#### DATA

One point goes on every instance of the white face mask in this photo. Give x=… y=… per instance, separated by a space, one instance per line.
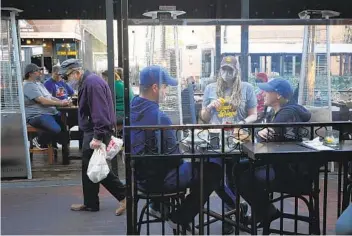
x=227 y=76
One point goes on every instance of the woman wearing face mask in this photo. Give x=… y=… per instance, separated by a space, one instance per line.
x=261 y=109
x=229 y=101
x=40 y=107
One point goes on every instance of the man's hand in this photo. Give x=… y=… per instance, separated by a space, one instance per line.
x=266 y=133
x=95 y=143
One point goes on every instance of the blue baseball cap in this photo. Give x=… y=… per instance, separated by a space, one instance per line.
x=280 y=86
x=156 y=75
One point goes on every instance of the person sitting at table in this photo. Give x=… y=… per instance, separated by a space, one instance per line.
x=119 y=95
x=277 y=95
x=344 y=222
x=57 y=86
x=40 y=108
x=166 y=174
x=261 y=109
x=96 y=118
x=229 y=101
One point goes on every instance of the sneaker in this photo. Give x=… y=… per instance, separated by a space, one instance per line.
x=81 y=207
x=37 y=145
x=228 y=228
x=182 y=228
x=122 y=208
x=155 y=211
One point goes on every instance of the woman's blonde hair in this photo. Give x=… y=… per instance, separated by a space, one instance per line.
x=236 y=94
x=116 y=75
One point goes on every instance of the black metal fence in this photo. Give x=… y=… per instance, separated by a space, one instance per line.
x=162 y=189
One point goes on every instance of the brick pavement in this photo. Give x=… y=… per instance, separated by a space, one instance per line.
x=42 y=207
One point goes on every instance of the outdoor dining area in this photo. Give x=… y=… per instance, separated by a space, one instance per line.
x=243 y=153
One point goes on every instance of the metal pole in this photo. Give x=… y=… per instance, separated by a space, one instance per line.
x=20 y=90
x=127 y=137
x=109 y=4
x=111 y=59
x=218 y=14
x=328 y=72
x=217 y=49
x=244 y=40
x=119 y=35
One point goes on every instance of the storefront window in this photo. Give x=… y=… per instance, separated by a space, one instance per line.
x=66 y=51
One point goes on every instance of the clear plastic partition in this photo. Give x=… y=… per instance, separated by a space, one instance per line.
x=315 y=56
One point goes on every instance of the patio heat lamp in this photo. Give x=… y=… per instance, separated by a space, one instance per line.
x=162 y=49
x=15 y=161
x=315 y=79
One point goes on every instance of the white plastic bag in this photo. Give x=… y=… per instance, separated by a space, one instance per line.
x=98 y=168
x=113 y=148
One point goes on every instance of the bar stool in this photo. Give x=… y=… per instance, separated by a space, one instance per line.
x=169 y=199
x=309 y=194
x=32 y=133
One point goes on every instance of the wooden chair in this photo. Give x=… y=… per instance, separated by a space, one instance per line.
x=32 y=133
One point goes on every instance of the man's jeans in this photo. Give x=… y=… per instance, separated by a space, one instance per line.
x=51 y=125
x=187 y=176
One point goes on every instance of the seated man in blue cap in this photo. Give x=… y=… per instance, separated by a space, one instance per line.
x=277 y=95
x=167 y=174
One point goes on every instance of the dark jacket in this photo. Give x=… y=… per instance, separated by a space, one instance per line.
x=96 y=112
x=302 y=171
x=143 y=113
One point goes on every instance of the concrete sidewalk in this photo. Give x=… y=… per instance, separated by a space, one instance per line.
x=42 y=207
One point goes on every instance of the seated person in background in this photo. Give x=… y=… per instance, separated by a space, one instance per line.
x=119 y=95
x=40 y=107
x=260 y=78
x=167 y=174
x=344 y=223
x=57 y=86
x=277 y=95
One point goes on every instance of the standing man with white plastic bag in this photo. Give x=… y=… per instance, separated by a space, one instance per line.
x=96 y=118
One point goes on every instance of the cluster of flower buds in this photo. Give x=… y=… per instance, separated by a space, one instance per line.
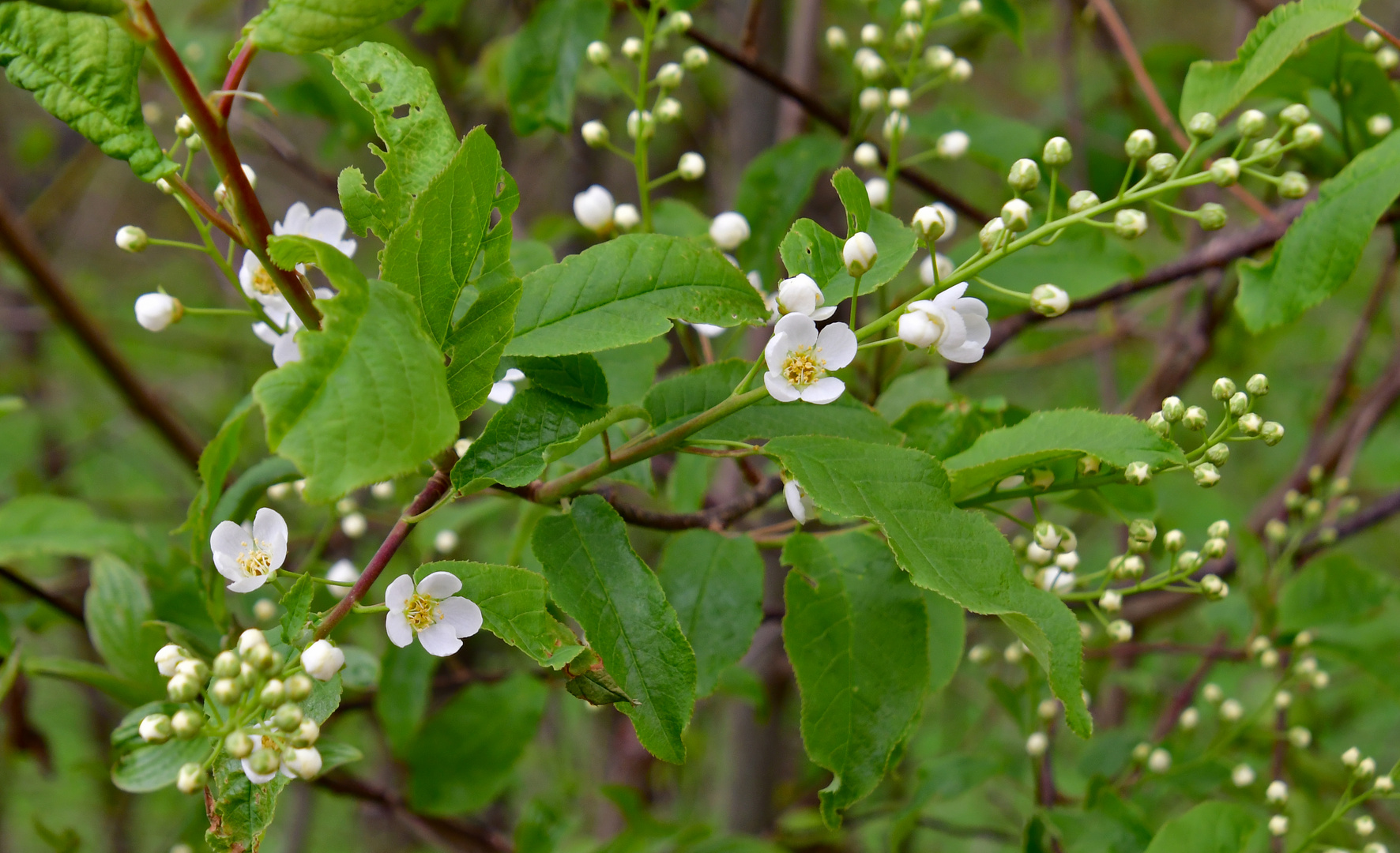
x=261 y=723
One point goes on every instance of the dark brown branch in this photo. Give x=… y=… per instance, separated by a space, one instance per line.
x=716 y=519
x=24 y=247
x=67 y=608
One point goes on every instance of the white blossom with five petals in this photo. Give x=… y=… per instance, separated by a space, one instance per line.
x=248 y=556
x=433 y=611
x=800 y=359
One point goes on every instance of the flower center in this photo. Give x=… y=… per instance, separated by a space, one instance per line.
x=803 y=367
x=264 y=284
x=255 y=562
x=422 y=611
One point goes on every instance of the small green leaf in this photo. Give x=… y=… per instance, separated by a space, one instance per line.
x=542 y=62
x=1322 y=247
x=511 y=450
x=402 y=701
x=854 y=197
x=419 y=145
x=430 y=258
x=1056 y=434
x=856 y=632
x=514 y=607
x=310 y=25
x=952 y=552
x=83 y=69
x=627 y=290
x=600 y=581
x=466 y=751
x=368 y=398
x=716 y=586
x=1209 y=828
x=772 y=192
x=1218 y=87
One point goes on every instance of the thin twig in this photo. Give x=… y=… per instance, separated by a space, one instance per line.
x=66 y=310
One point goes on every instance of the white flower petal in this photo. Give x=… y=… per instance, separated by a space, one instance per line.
x=462 y=615
x=836 y=346
x=440 y=584
x=398 y=593
x=823 y=391
x=780 y=389
x=398 y=628
x=440 y=639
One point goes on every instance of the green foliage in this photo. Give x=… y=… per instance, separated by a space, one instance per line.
x=595 y=574
x=368 y=400
x=856 y=632
x=627 y=290
x=772 y=192
x=310 y=25
x=952 y=552
x=1320 y=250
x=1056 y=434
x=417 y=145
x=716 y=586
x=1218 y=87
x=542 y=62
x=466 y=751
x=83 y=69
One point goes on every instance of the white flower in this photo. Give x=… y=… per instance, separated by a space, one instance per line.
x=157 y=310
x=926 y=269
x=800 y=505
x=503 y=391
x=245 y=556
x=951 y=321
x=730 y=230
x=860 y=251
x=321 y=660
x=801 y=295
x=344 y=572
x=594 y=209
x=433 y=611
x=800 y=359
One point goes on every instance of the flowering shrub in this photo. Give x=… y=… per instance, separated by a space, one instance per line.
x=712 y=450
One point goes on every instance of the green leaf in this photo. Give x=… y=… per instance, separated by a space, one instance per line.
x=310 y=25
x=368 y=400
x=1332 y=590
x=297 y=608
x=1218 y=87
x=1056 y=434
x=854 y=197
x=627 y=290
x=215 y=464
x=83 y=69
x=36 y=525
x=597 y=577
x=514 y=605
x=857 y=635
x=681 y=398
x=540 y=66
x=772 y=192
x=1209 y=828
x=466 y=751
x=430 y=258
x=417 y=146
x=402 y=701
x=952 y=552
x=139 y=766
x=1322 y=247
x=239 y=811
x=511 y=450
x=716 y=586
x=116 y=608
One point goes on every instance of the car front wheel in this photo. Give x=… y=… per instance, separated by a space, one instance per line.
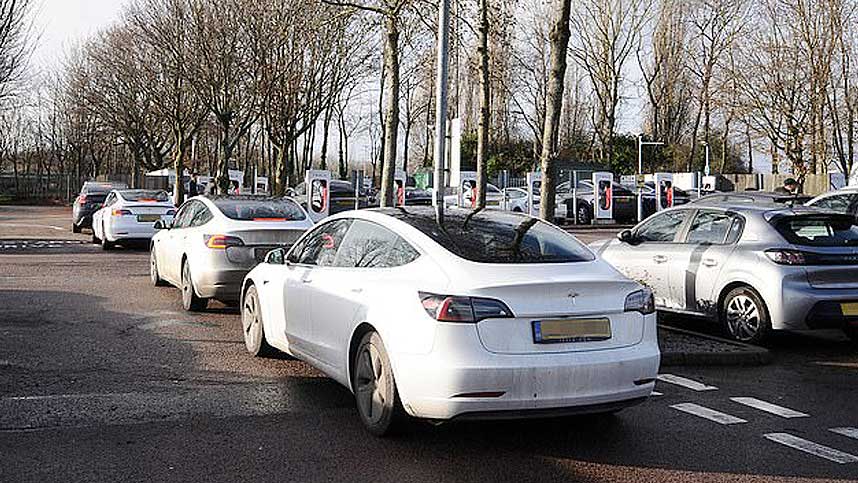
x=745 y=316
x=375 y=388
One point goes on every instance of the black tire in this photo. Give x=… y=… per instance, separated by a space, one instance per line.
x=744 y=316
x=252 y=326
x=376 y=396
x=154 y=274
x=191 y=302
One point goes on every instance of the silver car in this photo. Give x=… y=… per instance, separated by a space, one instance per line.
x=213 y=243
x=753 y=268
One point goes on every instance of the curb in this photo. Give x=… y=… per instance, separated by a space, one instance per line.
x=748 y=356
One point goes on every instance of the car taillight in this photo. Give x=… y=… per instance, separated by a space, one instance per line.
x=787 y=257
x=641 y=301
x=222 y=242
x=448 y=308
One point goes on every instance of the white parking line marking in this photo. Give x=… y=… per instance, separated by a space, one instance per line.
x=769 y=407
x=848 y=432
x=706 y=413
x=686 y=383
x=810 y=447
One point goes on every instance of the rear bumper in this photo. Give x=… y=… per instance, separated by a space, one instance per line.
x=463 y=380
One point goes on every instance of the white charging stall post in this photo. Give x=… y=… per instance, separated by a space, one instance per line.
x=603 y=184
x=467 y=197
x=318 y=194
x=663 y=189
x=399 y=180
x=534 y=183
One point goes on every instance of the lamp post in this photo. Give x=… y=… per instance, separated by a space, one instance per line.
x=641 y=144
x=441 y=106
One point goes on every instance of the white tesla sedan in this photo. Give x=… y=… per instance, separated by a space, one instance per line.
x=492 y=315
x=130 y=215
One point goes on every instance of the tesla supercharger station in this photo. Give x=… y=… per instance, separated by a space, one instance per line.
x=604 y=202
x=318 y=194
x=399 y=180
x=534 y=181
x=663 y=189
x=467 y=189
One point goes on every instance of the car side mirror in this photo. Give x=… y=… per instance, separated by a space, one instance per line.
x=626 y=236
x=276 y=257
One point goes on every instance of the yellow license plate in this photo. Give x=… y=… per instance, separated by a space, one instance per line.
x=573 y=330
x=849 y=310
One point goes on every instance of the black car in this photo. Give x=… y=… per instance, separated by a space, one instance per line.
x=90 y=199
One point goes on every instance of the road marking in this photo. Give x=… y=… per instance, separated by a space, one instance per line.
x=686 y=383
x=848 y=432
x=810 y=447
x=769 y=407
x=706 y=413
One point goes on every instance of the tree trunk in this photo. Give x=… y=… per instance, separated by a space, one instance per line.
x=485 y=105
x=559 y=38
x=391 y=66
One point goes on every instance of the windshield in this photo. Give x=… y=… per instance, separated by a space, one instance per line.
x=819 y=231
x=260 y=210
x=497 y=237
x=144 y=195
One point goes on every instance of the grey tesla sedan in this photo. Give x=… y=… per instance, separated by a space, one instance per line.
x=753 y=268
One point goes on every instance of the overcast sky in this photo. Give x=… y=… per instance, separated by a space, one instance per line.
x=64 y=23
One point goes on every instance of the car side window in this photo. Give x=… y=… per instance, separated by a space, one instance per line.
x=320 y=247
x=369 y=245
x=202 y=215
x=662 y=228
x=185 y=215
x=710 y=227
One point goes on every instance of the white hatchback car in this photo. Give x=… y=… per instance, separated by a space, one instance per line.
x=130 y=215
x=492 y=315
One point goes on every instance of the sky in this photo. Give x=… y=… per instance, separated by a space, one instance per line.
x=65 y=23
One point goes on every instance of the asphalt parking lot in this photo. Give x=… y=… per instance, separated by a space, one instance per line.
x=104 y=378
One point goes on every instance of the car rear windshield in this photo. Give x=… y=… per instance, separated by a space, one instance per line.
x=819 y=231
x=145 y=195
x=260 y=210
x=497 y=237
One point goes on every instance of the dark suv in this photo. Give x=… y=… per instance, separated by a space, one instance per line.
x=89 y=201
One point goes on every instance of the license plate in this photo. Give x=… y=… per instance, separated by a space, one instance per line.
x=849 y=310
x=573 y=330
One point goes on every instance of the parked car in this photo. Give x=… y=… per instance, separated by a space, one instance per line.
x=90 y=199
x=130 y=215
x=842 y=201
x=490 y=316
x=752 y=267
x=755 y=197
x=214 y=241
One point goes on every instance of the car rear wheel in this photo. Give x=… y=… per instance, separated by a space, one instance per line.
x=375 y=388
x=191 y=302
x=153 y=270
x=745 y=316
x=251 y=322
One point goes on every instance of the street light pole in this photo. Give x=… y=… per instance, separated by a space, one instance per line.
x=441 y=106
x=641 y=144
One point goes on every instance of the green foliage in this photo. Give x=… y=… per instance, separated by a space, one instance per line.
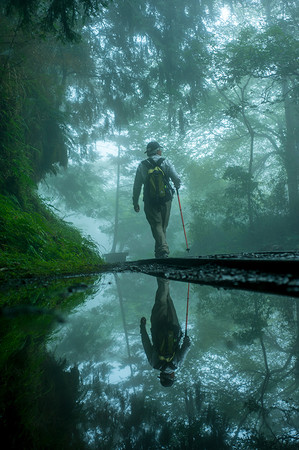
x=55 y=16
x=35 y=242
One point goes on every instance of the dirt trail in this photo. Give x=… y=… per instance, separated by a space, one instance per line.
x=271 y=272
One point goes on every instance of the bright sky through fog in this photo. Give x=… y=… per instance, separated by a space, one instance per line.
x=106 y=148
x=224 y=13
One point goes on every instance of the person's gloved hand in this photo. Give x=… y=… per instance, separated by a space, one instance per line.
x=187 y=341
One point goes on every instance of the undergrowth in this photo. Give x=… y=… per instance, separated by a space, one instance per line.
x=34 y=242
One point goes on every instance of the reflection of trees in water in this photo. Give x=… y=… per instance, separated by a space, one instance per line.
x=237 y=389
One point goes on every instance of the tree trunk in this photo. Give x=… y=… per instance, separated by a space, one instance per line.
x=291 y=152
x=115 y=234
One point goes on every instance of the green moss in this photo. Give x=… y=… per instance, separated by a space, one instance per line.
x=34 y=242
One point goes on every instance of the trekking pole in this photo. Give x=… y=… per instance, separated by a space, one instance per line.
x=188 y=249
x=187 y=309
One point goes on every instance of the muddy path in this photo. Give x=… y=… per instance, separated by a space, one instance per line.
x=270 y=272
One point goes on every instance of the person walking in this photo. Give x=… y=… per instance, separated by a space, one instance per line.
x=168 y=349
x=157 y=210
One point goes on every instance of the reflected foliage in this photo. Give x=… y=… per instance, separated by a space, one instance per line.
x=237 y=389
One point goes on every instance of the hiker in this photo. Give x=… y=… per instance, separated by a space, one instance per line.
x=166 y=352
x=157 y=194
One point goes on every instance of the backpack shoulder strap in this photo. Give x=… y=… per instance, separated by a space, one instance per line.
x=149 y=163
x=159 y=162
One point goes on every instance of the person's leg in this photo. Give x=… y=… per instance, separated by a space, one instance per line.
x=157 y=219
x=165 y=212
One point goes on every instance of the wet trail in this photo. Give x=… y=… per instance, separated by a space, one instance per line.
x=271 y=272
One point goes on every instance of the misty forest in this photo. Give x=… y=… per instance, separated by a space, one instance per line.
x=85 y=86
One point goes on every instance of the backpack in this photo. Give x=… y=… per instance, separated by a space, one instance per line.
x=168 y=346
x=156 y=187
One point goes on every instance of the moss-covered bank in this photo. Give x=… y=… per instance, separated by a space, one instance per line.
x=34 y=242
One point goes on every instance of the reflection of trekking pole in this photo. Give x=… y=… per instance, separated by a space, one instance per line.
x=187 y=309
x=188 y=249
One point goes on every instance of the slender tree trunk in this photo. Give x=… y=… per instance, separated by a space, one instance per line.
x=250 y=165
x=115 y=235
x=291 y=152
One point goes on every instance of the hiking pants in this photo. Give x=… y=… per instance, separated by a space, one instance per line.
x=158 y=218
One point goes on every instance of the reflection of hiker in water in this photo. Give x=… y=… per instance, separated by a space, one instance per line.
x=166 y=353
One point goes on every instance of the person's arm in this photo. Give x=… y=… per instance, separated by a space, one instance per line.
x=172 y=174
x=182 y=352
x=137 y=189
x=148 y=348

########

» **REQUIREMENT**:
Give the records, from the start up to and including the line with "x=155 y=211", as a Markdown table with the columns Number and Record line, one row per line with blank lines skipped. Leave the pictures out.

» **SOLUTION TO THE EXERCISE**:
| Number | Record line |
|---|---|
| 1 | One point goes on every instance of the white face mask in this photo. Give x=… y=… per instance, separated by a space, one instance per line. |
| 2 | x=227 y=76 |
| 3 | One point goes on every instance of the woman wearing face mask in this photo. Give x=… y=… per instance, separated by a space, one instance per line. |
| 4 | x=261 y=109 |
| 5 | x=229 y=101 |
| 6 | x=40 y=107 |
| 7 | One point goes on every instance of the man's hand in this photo. Give x=… y=… per instance, separated by a space, one instance per line. |
| 8 | x=266 y=133 |
| 9 | x=95 y=143 |
| 10 | One point goes on every instance of the blue baseball cap in this photo. Give x=… y=… per instance, separated by a space, one instance per line. |
| 11 | x=280 y=86 |
| 12 | x=156 y=75 |
| 13 | One point goes on every instance of the person sitting at table in this photo. Give x=… y=… per instance, separated by a space, one instance per line. |
| 14 | x=119 y=95 |
| 15 | x=277 y=95 |
| 16 | x=344 y=222 |
| 17 | x=57 y=86 |
| 18 | x=40 y=108 |
| 19 | x=166 y=174 |
| 20 | x=261 y=109 |
| 21 | x=96 y=118 |
| 22 | x=229 y=101 |
| 23 | One point goes on every instance of the sneaker in this photo. Give x=… y=… per instance, separated by a space, one instance per line. |
| 24 | x=81 y=207 |
| 25 | x=37 y=145 |
| 26 | x=228 y=228 |
| 27 | x=182 y=228 |
| 28 | x=122 y=208 |
| 29 | x=155 y=211 |